### Text section
This article was written exclusively for Investing.com
Earnings season is approaching, and it could be an important one for the overall stock market, given how much stocks have moved up in the last few weeks. Since Mar. 25, the S&P 500 has risen by nearly 8% in almost a straight line. One has to think part of this move higher has been driven by the expectation that earnings season will be a powerful one.
Earnings are now estimated to rise to around $173.53 in 2021, and that is up from $163.59 on Dec. 31, an increase of about 6%. Over the same time, estimates for 2022 have risen to $199.46 from $191.46, an increase of about 4.2%. With increasing earnings estimates going into this quarter's results, earnings will have to be much better than expectations for estimates to continue climbing and to keep the S&P 500 moving higher.
Expectations Come Down Over Time
Historically, it is not common for earnings estimates to continually push higher. In fact, since 2010, earnings estimates have started higher, only to move lower over time in many cases. This is because analysts' and investor's expectations have tended to be too high. While this time may be different due to the re-opening of the economy from lockdowns, as a result of the coronavirus. One needs to wonder if that will be the case for 2022 and even 2023.
The years 2010 and 2011 could be the most comparable to what earnings are now experiencing, coming out of the 2008 to 2009 recession. Earnings estimates in those two years started low and were able to push higher. But from 2012 through 2016, the opposite was true, with earnings estimates starting high and finishing the year at much lower levels.
The one recent exception was in 2018, where earnings estimates pushed higher and stayed up as corporate taxes were slashed and the US economy improved. However, that was a one-year anomaly because 2019 went back to the same outcome of starting high and finishing low, as it had during the rest of the decade, with expectations falling throughout the year.

### Work request 1
List every dollar figure given in the article on S&P 500 earnings estimates.
### Work request 2
Continue the article on S&P 500 earnings estimates, starting after its final sentence.
The entries that follow have nothing to do with the article on S&P 500 earnings estimates.

### Data supplied
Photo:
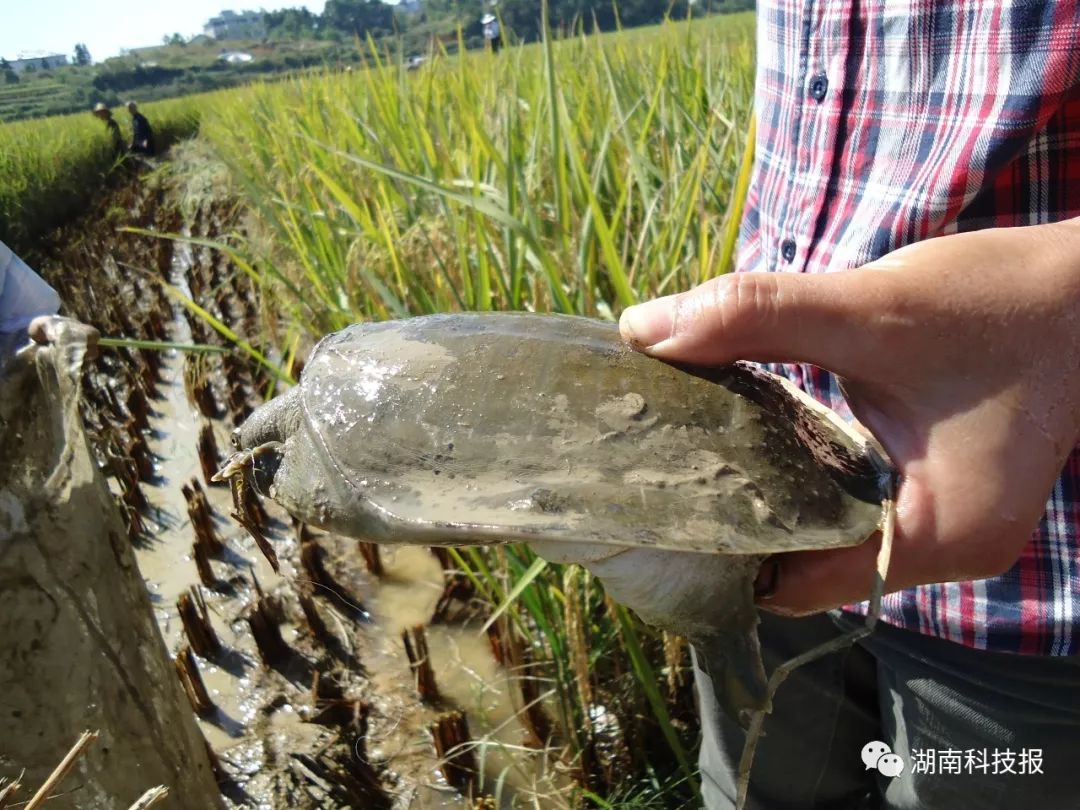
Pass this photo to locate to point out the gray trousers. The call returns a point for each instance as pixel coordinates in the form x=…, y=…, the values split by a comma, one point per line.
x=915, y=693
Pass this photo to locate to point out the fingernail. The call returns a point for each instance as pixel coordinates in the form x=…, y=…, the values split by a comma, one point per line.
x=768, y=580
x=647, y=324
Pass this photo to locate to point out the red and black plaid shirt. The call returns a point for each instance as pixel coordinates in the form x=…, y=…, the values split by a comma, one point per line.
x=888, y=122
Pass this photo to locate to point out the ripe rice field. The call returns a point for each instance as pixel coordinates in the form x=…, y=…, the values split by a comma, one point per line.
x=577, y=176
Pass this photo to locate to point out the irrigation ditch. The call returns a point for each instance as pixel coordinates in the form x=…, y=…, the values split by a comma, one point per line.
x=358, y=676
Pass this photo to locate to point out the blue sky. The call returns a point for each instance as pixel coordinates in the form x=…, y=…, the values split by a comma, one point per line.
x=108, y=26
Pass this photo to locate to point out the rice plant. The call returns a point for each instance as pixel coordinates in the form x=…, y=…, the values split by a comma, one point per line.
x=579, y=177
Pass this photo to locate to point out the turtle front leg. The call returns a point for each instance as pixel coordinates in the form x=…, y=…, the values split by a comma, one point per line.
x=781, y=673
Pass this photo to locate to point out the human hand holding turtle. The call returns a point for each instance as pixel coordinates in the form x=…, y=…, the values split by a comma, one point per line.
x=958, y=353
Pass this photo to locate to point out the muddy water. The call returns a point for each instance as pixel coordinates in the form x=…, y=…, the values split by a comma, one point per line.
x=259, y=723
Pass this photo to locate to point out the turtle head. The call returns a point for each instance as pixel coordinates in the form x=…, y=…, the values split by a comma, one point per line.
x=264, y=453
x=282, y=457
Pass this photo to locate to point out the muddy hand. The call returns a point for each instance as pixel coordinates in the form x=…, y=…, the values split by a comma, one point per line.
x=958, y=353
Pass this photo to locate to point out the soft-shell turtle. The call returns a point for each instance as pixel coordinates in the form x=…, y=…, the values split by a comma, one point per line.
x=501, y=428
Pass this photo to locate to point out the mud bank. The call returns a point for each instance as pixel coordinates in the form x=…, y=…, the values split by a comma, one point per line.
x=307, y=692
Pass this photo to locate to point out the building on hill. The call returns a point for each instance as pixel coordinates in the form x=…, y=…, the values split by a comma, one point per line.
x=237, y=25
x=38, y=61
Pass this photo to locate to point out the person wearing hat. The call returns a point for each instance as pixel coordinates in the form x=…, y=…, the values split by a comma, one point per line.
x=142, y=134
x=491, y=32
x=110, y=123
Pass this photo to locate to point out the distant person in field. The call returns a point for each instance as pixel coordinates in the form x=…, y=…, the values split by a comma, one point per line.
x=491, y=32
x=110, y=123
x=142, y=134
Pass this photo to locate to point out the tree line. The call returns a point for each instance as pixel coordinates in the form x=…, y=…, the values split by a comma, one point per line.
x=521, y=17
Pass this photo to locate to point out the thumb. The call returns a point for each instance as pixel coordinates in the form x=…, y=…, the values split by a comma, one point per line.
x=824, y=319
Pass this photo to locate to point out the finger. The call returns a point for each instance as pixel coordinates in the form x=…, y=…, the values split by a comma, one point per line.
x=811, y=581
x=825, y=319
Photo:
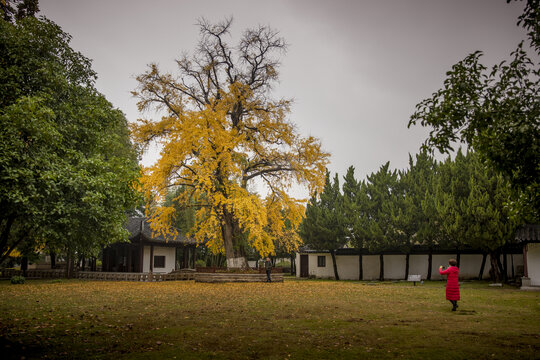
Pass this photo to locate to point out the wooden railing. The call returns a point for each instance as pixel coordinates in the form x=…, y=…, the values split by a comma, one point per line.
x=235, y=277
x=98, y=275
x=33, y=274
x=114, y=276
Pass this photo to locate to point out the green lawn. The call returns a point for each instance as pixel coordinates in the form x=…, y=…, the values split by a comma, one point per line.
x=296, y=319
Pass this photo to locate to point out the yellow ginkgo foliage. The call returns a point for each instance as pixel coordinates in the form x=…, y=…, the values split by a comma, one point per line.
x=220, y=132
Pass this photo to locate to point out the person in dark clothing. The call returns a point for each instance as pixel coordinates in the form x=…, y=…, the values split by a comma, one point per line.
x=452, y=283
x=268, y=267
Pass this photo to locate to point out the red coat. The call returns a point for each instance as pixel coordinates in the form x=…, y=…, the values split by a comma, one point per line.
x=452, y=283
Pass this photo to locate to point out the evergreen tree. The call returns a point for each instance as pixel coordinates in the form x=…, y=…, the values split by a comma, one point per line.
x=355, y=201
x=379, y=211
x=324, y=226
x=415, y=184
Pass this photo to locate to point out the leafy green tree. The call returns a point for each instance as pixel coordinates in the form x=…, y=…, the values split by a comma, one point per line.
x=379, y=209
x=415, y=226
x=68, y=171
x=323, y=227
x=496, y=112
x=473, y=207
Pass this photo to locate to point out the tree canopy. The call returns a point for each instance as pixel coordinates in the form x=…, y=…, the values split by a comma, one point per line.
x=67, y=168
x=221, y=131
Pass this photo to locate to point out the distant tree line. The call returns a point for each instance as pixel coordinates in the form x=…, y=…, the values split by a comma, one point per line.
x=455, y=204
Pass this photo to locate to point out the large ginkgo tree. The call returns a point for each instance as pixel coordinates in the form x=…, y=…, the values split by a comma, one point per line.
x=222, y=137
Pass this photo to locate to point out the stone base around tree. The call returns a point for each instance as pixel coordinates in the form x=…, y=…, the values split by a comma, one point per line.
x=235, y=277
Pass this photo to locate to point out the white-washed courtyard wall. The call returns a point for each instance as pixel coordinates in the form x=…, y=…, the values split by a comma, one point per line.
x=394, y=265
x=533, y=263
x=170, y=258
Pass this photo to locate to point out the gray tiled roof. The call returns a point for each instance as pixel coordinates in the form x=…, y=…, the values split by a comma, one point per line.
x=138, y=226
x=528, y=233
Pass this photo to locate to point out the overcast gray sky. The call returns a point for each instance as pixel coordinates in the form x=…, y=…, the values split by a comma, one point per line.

### Response box 1
- $173.53
- $163.59
- $199.46
- $191.46

### Response box 2
Will History Repeat
Even with the earnings estimates pushing dramatically higher for this year and next year, they are still well below what investors had initially hoped for. Before the pandemic, analysts' forecasts for 2021 earnings were for $205 per share, while 2022 earnings estimates were thought to be over $214 per share. So, while estimates are down a lot from what they may have been at one time before the pandemic, those same estimates have been moving higher again.
Valuations Are High
However, the higher the earnings estimates climb, the higher the expectations grow as well. It means there will be continued pressure on earnings to come in even better than expected to keep those estimates rising to even higher levels.
It may be even more critical this year, considering the S&P 500 is currently trading at 20.7 times one-year forward earnings estimates. This is the highest the S&P 500 PE ratio has been since the late 1990s. It means that there is very little room for error during this earnings reporting period.
Therefore these first-quarter results could be more critical than they have in the past, especially if investors hope to keep the bullish momentum in the equity market from fading fast.